__Quoted passage__
[Start of Attachment]
Copenhagen-based Japanese furniture designer Akiko Kuwohata chose to make a portable table from layered strips of walnut, oak and dyed birch wood veneer, with a shape based on a traditional tram carriage.
"I got idea from the old city train, with beautiful details and organic forms," Kuwohata told Dezeen. "The table is very light so you can just take it everywhere."
The top of the table lifts off to provide a tray for serving tea and coffee, and is held in place with a handle the protrudes through the top of the design. The dyed birch wood is pressed between the natural woods, which are then moulded to create a stripy pattern throughout the design.
Cecilie Manz, one of Denmark's leading furniture designers, also designed a table for the exhibition. Called the Solid Table, the piece is almost two metres in length and is made from Oregon pine, with a dark red polished-limestone top. A skirt of fabric, described by Manz as being "matcha green" after the traditional Japanese tea, conceals the legs and is held in place by the stone top.
Ceramics specialists Karen Kjældgård-Larsen and Tine Broksø, who work together under the name Calydies, created a series of glazed forms shaped like two martini glasses stuck together that were then stacked like a champagne fountain. The mirrors on the floor reflect the stack to create a doubling effect.
"This project at one point will be something functional but now it's more like an expression or a sculpture," said Broksø.
Designers Jakob Jørgensen and Line Depping chose to work on a more practical project, creating a flexible furniture system based on sand-cast aluminium struts that can be used to support shelves of various sizes.
Fittings are integrated into the wood to make the pieces easy to assemble, and the angle of the struts creates pieces that become narrower as they go up.
The Castaway by artists Ben Clement and Sebastian de la Cour – also known as benandsebastian – made a copy of an antique Chinese carrying case for which the contents have been lost. A blown glass mould fills the void inside. The replica case was made in China as one of a series of eight pieces intended to reference traditions of mould-making and casting.
Furniture designer Christina Liljenberg Halstrøm collaborated with textile designer Margrethe Odgaard to make Pedestal – a small metal cabinet designed for displaying objects like a plinth for a bust. The steel frame of the cabinet can be flat packed, and curtains made from two layers of Trevira fabric on contrasting colours are used to disguise the contents.
[End of Attachment]
Continue the article on the furniture and objects designers made for the exhibition, picking up after the paragraph about Pedestal.

__The data__
[Start of Attachment]
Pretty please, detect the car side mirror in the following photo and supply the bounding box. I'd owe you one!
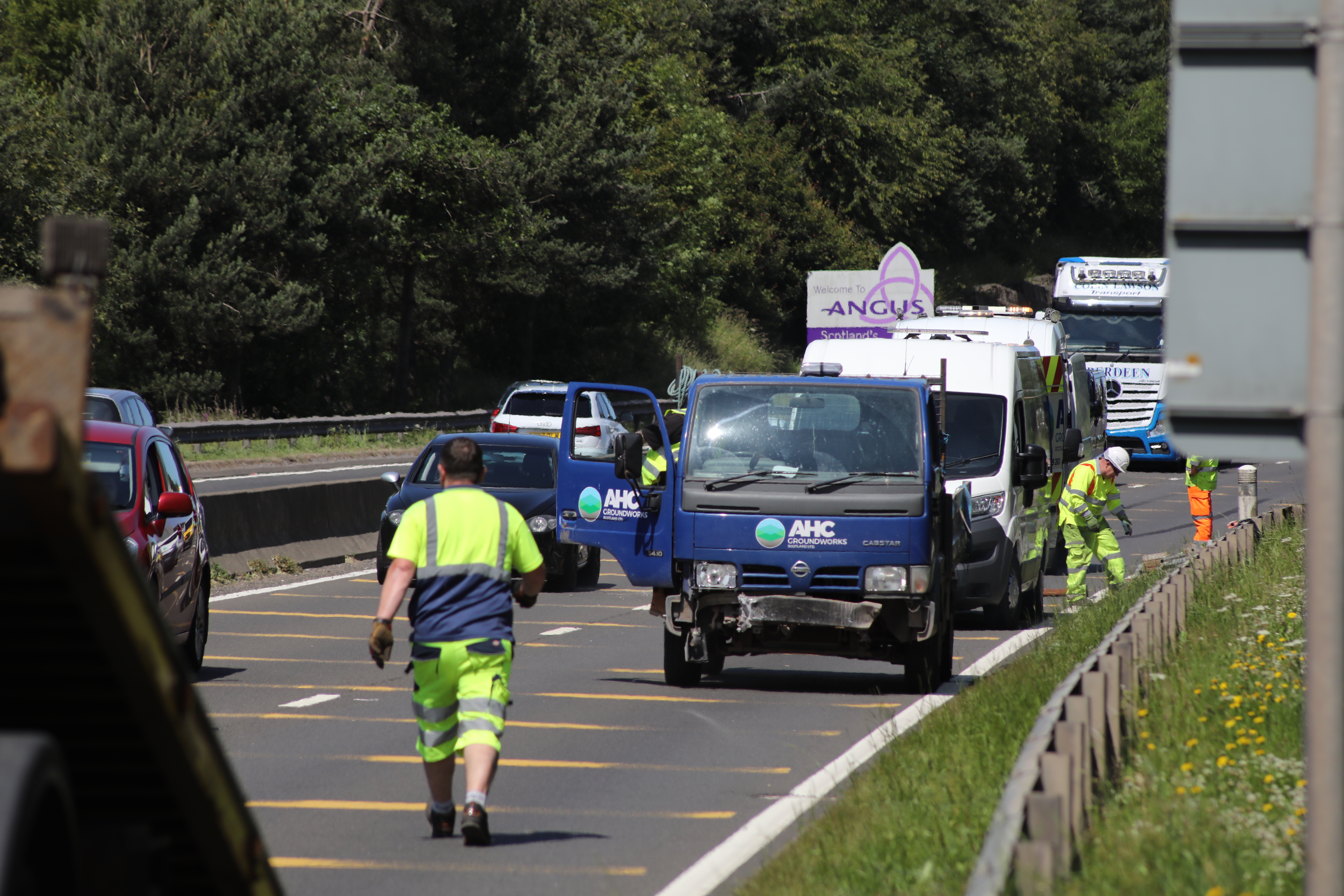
[1016,443,1050,492]
[1064,430,1083,462]
[611,433,644,480]
[159,492,196,517]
[End of Attachment]
__Task response__
Glass artist Tora Urup contributed a group of thick glass dishes with gently concaved tops and textured bottoms. Coloured glass was added to the base of each piece during the firing process to create a variety of unique textural effects when viewed through the polished surface of the top, and in the reflections in the mirrored floor.
Fashion designer Henrik Vibskov was asked to make an umbrella for the show. Although his object has a similar shape to an umbrella, and is made from the same materials, its canopy has been deconstructed to form a red and white spiral that references the double helix of a strand of DNA.
Selfie consists of two elliptical forms designed by artist Eske Rex, and carved from a single piece of wood that has been split in half. Suspended from a round wooden frame with strings, the two pieces are embedded with magnets, creating a tension that holds them in place until a gust of wind makes them rotate.
Product designer Jakob Wagner designed a curved bench made from slats of coloured acrylic – half in blue and half in red. When viewed from specific angles the object appears monochrome and solid.
Other projects include a series of three red drawings by British designer Louise Campbell, who lives in Denmark, and lamps by design duo Edvard-Steenfaat made from a material created by combining seaweed and recycled paper.
Mindcraft will be on show until 19 April at Chiostro Minore di San Simpliciano, which is accessed at Via dei Cavalieri del Santo Sepolcro 3.